# Senate panel votes to make women register for draft



## Valwinz (Jul 23, 2021)

JUST IN: Senate panel votes to make women register for draft https://t.co/51QSVSwdEe pic.twitter.com/g3FlaPf42u— The Hill (@thehill) July 22, 2021


Finally, trie Equality is here at last great day for  women everywhere


----------



## Dakitten (Jul 23, 2021)

I believe they mean selective service, since... y'know... no draft going on... but thanks for playing!


----------



## djpannda (Jul 23, 2021)

oh the *Selective Service *Act. Thats good I guess ........has anyone seeing looking at the IGN coverage of Steamdeck. IM super Excited


----------



## jimbo13 (Jul 23, 2021)

Valwinz said:


> https://twitter.com/thehill/status/1418314436591374339
> 
> Finally, trie Equality is here at last great day for  women everywhere



Not fair.  Like Hillary Clinton said,  _"no one suffers in War more than women."_

I ponder if they are closing potential exemptions for possible hot conflict with China, as ridiculous as that may sound Japan has been rebuilding their military for a decade now and saber rattling against China.  We have a lot of treaty obligations to engage should China attack the sovereign nation of Taiwan or the Philippine's.


----------



## Xzi (Jul 23, 2021)

At least it's not a totally garbage source this time, but I guess it's expecting too much of Valwinz or Jimbo to actually read/understand what they're posting, before they post it.


----------



## Dakitten (Jul 23, 2021)

Iunno, the headline seems pretty trash, and The Hill isn't as bad as some of their links, but they've been going downhill rapidly this year.


----------



## JonhathonBaxster (Jul 29, 2021)

I hear a lot of feminist types constantly stating that they are just as good as any man. So if they are the same they can take a bullet just like the men they'll be standing next to if they are drafted into a war down the road.


----------



## Dakitten (Jul 29, 2021)

JonhathonBaxster said:


> I hear a lot of feminist types constantly stating that they are just as good as any man. So if they are the same they can take a bullet just like the men they'll be standing next to if they are drafted into a war down the road.



Again, as a veteran... I encourage you to eat your own feces using the largest shovel you can find before you say that to anyone who has served. Did you know: plenty of women are and have served already, and they do their jobs just fine?! Often while having to deal with men who are uncomfortable around boobs but fine with the line of fire? It's true! And selective service does not guarantee anybody a mandate to serve in their lifetime! I don't really know any women who have a problem with selective service, so... yeah, what the fluff are you ding-a-lings on about?


----------

## [Brief 1]
Return the stretch of the draft registration thread from "At least it's" up to and including "they post it.", copied word for word.

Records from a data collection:
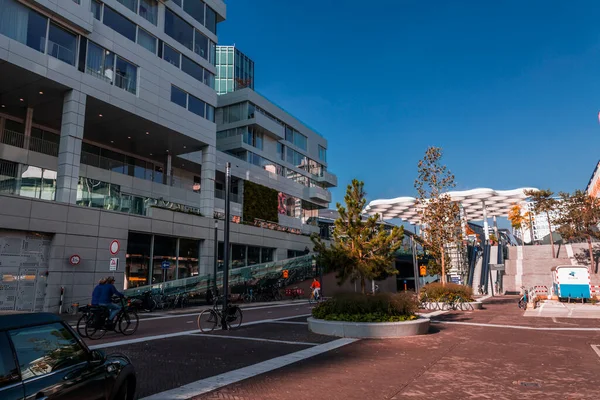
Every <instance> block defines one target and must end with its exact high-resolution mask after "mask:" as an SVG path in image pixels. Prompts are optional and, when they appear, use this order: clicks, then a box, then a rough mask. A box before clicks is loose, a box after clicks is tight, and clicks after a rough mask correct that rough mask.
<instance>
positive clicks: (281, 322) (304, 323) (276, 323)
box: [273, 321, 308, 325]
mask: <svg viewBox="0 0 600 400" xmlns="http://www.w3.org/2000/svg"><path fill="white" fill-rule="evenodd" d="M273 323H274V324H291V325H308V322H300V321H273Z"/></svg>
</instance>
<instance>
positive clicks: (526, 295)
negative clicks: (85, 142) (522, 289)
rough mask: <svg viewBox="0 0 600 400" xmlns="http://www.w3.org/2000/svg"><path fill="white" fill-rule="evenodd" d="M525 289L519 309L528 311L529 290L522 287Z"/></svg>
mask: <svg viewBox="0 0 600 400" xmlns="http://www.w3.org/2000/svg"><path fill="white" fill-rule="evenodd" d="M521 289H523V295H522V296H521V298H520V299H519V308H521V309H523V310H526V309H527V290H526V289H525V287H524V286H523V287H521Z"/></svg>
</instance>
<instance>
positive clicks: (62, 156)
mask: <svg viewBox="0 0 600 400" xmlns="http://www.w3.org/2000/svg"><path fill="white" fill-rule="evenodd" d="M86 99H87V97H86V95H85V94H84V93H81V92H79V91H77V90H70V91H68V92H66V93H65V96H64V98H63V112H62V123H61V128H60V144H59V146H58V171H57V177H56V186H57V188H56V201H58V202H62V203H71V204H75V203H76V201H77V183H78V181H79V163H80V161H81V140H82V139H83V125H84V123H85V103H86Z"/></svg>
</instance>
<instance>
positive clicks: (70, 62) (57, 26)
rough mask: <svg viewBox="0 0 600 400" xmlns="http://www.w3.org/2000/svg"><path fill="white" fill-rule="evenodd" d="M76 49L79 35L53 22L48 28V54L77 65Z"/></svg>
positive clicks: (66, 61)
mask: <svg viewBox="0 0 600 400" xmlns="http://www.w3.org/2000/svg"><path fill="white" fill-rule="evenodd" d="M76 49H77V35H75V34H73V33H71V32H68V31H66V30H64V29H62V28H60V27H58V26H57V25H56V24H54V23H52V22H51V23H50V28H49V29H48V54H49V55H51V56H52V57H54V58H58V59H59V60H61V61H64V62H66V63H67V64H71V65H75V56H76Z"/></svg>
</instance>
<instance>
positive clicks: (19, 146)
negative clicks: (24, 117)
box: [0, 129, 58, 157]
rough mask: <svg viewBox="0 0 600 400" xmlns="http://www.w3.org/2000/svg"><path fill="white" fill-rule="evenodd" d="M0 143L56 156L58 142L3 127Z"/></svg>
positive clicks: (10, 145)
mask: <svg viewBox="0 0 600 400" xmlns="http://www.w3.org/2000/svg"><path fill="white" fill-rule="evenodd" d="M0 143H4V144H6V145H9V146H14V147H19V148H21V149H25V150H29V151H34V152H36V153H42V154H46V155H49V156H53V157H58V143H54V142H50V141H48V140H43V139H39V138H35V137H31V136H25V135H24V134H23V133H20V132H15V131H10V130H8V129H5V130H4V131H3V132H2V135H0Z"/></svg>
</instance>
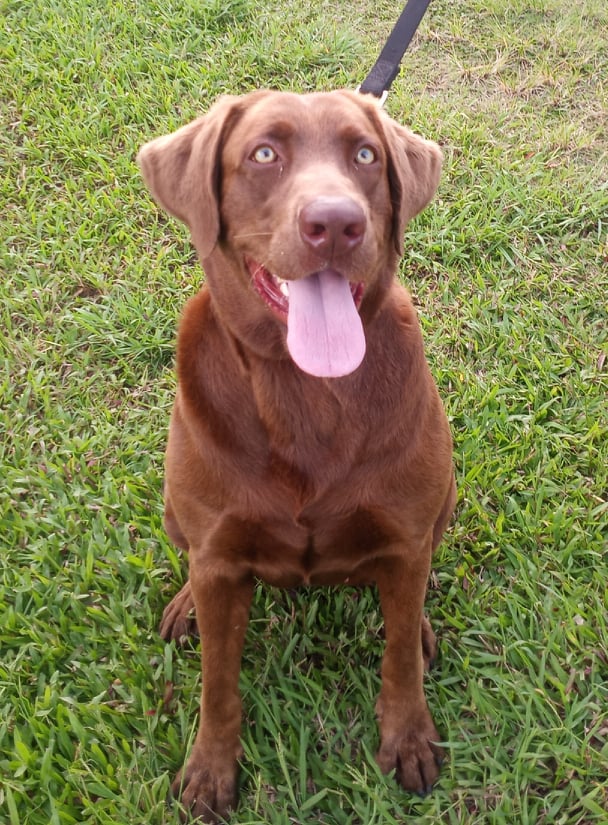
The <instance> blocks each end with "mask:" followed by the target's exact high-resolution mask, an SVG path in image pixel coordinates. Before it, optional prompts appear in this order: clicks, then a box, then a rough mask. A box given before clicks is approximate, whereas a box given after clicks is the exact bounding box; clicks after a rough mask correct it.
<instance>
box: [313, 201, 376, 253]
mask: <svg viewBox="0 0 608 825" xmlns="http://www.w3.org/2000/svg"><path fill="white" fill-rule="evenodd" d="M365 223H366V221H365V213H364V212H363V209H362V208H361V206H359V204H358V203H355V201H353V200H352V199H351V198H347V197H320V198H316V199H315V200H314V201H311V202H310V203H308V204H307V205H306V206H305V207H304V208H303V209H302V211H301V212H300V217H299V227H300V235H301V237H302V240H303V241H304V242H305V243H306V244H308V246H310V247H312V248H313V249H314V251H315V252H317V253H318V254H320V255H327V256H332V255H336V256H339V255H344V254H345V253H346V252H350V251H351V250H352V249H354V247H356V246H357V245H358V244H359V243H361V241H362V239H363V235H364V233H365Z"/></svg>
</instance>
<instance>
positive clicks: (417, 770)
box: [376, 713, 443, 796]
mask: <svg viewBox="0 0 608 825" xmlns="http://www.w3.org/2000/svg"><path fill="white" fill-rule="evenodd" d="M438 741H439V734H438V733H437V729H436V728H435V725H434V724H433V720H432V719H431V717H430V714H428V713H427V714H426V718H424V719H423V720H421V721H420V722H419V723H418V724H417V725H415V726H414V725H408V726H404V727H403V728H402V729H397V730H394V731H392V730H391V731H383V733H382V742H381V744H380V750H379V751H378V754H377V756H376V759H377V761H378V764H379V766H380V769H381V770H382V772H383V773H390V772H391V771H392V770H394V771H395V778H396V779H397V781H398V782H399V784H400V785H402V786H403V787H404V788H405V789H406V790H407V791H414V792H415V793H418V794H421V795H422V796H425V795H426V794H428V793H430V792H431V791H432V789H433V785H434V783H435V781H436V779H437V777H438V776H439V767H440V765H441V762H442V761H443V751H442V749H441V748H440V747H439V745H437V744H435V743H436V742H438Z"/></svg>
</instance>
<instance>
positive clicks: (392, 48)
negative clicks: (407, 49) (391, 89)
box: [357, 0, 431, 104]
mask: <svg viewBox="0 0 608 825" xmlns="http://www.w3.org/2000/svg"><path fill="white" fill-rule="evenodd" d="M430 2H431V0H408V2H407V4H406V6H405V8H404V9H403V11H402V12H401V15H400V16H399V20H397V22H396V23H395V27H394V29H393V30H392V32H391V33H390V34H389V36H388V40H387V41H386V44H385V46H384V48H383V49H382V51H381V52H380V57H379V58H378V60H376V62H375V63H374V65H373V66H372V68H371V71H370V72H369V74H368V75H367V77H366V78H365V80H364V81H363V83H362V84H361V85H360V86H359V88H358V89H357V91H358V92H361V93H362V94H369V95H374V97H378V98H380V103H381V104H383V103H384V101H385V100H386V97H387V95H388V90H389V89H390V87H391V84H392V82H393V80H394V79H395V78H396V77H397V75H398V74H399V64H400V63H401V60H402V59H403V55H404V54H405V50H406V49H407V47H408V46H409V44H410V42H411V39H412V37H413V36H414V34H415V32H416V29H417V28H418V26H419V25H420V21H421V20H422V18H423V17H424V13H425V11H426V10H427V9H428V7H429V3H430Z"/></svg>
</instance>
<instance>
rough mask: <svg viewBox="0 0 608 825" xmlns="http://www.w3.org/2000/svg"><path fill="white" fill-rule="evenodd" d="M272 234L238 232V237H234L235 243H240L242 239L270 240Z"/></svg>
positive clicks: (268, 232) (271, 235)
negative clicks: (238, 242)
mask: <svg viewBox="0 0 608 825" xmlns="http://www.w3.org/2000/svg"><path fill="white" fill-rule="evenodd" d="M271 237H272V232H239V234H238V235H235V236H234V239H235V240H236V241H240V240H242V239H243V238H271Z"/></svg>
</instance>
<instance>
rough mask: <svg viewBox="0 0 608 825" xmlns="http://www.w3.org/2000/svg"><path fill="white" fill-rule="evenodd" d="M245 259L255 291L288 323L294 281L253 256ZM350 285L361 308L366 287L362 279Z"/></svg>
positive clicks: (356, 302)
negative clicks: (292, 285)
mask: <svg viewBox="0 0 608 825" xmlns="http://www.w3.org/2000/svg"><path fill="white" fill-rule="evenodd" d="M245 260H246V263H247V269H248V270H249V274H250V275H251V281H252V283H253V286H254V288H255V291H256V292H257V293H258V295H259V296H260V297H261V298H262V300H263V301H264V303H265V304H266V305H267V306H268V307H269V308H270V309H271V310H273V311H274V312H275V313H276V314H277V315H278V316H279V317H280V318H281V320H282V321H284V322H285V323H286V322H287V316H288V312H289V286H290V284H293V283H294V282H293V281H288V280H286V279H285V278H280V277H279V276H278V275H273V274H272V272H270V270H268V269H266V267H265V266H264V265H263V264H258V263H256V262H255V261H253V260H251V258H246V259H245ZM349 287H350V291H351V295H352V297H353V301H354V304H355V306H356V308H357V309H359V307H360V306H361V301H362V300H363V292H364V289H365V287H364V285H363V283H362V282H361V281H357V282H355V283H353V282H352V281H349Z"/></svg>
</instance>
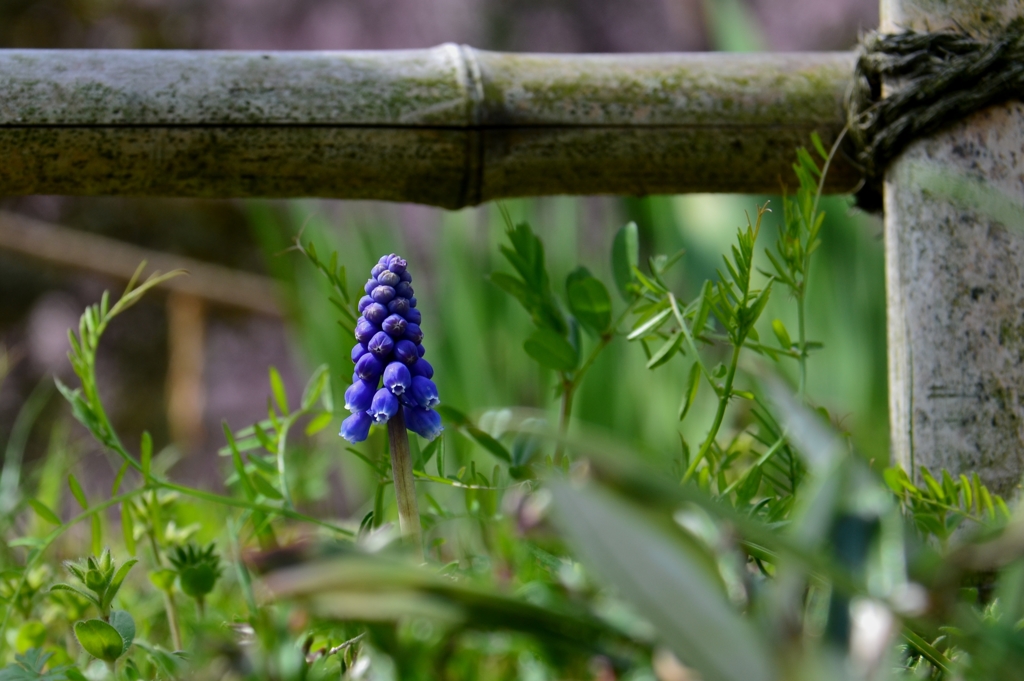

## [Brief 2]
Report each line of the listing that contains the word "order", copying every such line in full.

## [Exercise result 1]
At least it's not a totally garbage source this time, but I guess it's expecting too much of Valwinz or Jimbo to actually read/understand what they're posting, before they post it.

## [Exercise result 2]
Every <instance> block defines one target and must end with its exact high-resolution mask after "mask:" as an SVG path in image pixels. Prompts are optional and, when they appear, use this order: clicks, then a box, then a rough mask. A box before clicks is loose, a box after clicks is tight, and clicks after a rough mask correct that rough mask.
The <instance> blocks each end with "mask:" followed by the target's exact high-resolution mask, an SVG path in image pixel coordinates. Before it, optional prompts appear in this order: clicks, then a box, then a rough mask. A box given before clicks is approximate, whereas a box given after clicks is the exact bounding box; clicks after a rough mask correct it.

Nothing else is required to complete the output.